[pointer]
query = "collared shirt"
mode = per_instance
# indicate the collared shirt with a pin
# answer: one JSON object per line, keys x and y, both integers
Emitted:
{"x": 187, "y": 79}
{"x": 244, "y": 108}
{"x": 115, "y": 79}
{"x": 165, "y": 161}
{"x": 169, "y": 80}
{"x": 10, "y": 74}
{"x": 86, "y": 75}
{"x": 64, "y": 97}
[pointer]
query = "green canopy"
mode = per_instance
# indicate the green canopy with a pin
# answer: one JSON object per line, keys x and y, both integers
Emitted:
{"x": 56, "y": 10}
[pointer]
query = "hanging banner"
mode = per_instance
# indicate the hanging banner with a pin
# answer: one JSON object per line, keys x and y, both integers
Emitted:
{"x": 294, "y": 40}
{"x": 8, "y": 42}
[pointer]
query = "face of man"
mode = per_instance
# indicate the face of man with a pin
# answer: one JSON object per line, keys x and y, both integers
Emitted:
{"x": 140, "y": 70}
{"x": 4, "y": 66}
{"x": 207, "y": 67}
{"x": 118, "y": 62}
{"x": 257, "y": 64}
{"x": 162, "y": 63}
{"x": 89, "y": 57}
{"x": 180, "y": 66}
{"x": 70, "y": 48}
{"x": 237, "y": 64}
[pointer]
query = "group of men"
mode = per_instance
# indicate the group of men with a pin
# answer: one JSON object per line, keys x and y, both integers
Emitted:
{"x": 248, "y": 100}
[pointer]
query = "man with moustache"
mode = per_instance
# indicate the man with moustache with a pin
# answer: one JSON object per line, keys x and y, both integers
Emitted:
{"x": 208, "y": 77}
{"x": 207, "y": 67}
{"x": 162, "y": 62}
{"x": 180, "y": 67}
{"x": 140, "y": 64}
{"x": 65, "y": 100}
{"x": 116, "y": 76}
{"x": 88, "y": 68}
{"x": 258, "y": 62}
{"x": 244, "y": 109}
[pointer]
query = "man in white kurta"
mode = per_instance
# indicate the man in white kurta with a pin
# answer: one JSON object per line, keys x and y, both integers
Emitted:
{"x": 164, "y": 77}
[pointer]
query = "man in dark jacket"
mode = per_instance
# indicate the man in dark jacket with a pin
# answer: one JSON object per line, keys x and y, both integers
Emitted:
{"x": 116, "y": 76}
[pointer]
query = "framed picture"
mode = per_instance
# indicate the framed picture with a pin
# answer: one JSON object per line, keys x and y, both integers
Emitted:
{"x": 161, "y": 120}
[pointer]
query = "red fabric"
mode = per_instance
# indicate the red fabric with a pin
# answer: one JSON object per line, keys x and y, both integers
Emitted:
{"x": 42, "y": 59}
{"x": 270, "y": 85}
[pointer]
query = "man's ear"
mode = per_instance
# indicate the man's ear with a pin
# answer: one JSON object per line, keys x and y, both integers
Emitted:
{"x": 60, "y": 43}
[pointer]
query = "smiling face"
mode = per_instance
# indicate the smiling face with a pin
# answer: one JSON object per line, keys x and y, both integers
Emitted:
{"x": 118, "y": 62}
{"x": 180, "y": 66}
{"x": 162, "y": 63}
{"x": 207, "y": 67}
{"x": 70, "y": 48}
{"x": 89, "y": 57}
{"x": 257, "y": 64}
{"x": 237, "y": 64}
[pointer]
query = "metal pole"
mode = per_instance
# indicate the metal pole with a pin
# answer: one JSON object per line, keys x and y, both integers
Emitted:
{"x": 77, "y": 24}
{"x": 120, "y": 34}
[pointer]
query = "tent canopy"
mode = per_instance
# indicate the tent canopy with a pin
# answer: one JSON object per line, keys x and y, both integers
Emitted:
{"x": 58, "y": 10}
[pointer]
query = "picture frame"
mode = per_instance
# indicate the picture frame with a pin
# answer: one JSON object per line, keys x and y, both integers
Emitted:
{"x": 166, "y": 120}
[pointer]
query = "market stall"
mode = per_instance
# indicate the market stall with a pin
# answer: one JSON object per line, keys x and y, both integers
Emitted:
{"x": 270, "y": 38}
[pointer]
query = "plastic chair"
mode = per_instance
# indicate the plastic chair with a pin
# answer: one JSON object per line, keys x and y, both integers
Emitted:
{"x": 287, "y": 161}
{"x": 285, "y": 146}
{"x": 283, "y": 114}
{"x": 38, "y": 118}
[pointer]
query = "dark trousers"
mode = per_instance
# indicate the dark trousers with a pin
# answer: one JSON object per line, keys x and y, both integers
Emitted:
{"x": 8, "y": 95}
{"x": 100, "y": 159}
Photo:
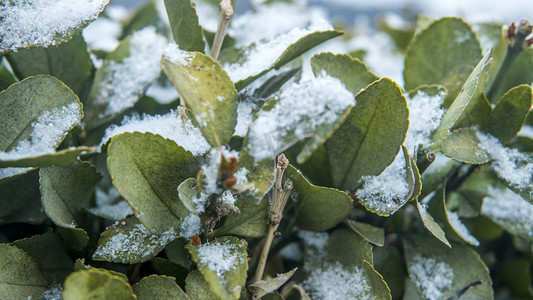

# Your objective:
Within the records above, each line containing "plastic" is to be returned.

# Response to the task:
query = "plastic chair"
# indicate the plastic chair with a pin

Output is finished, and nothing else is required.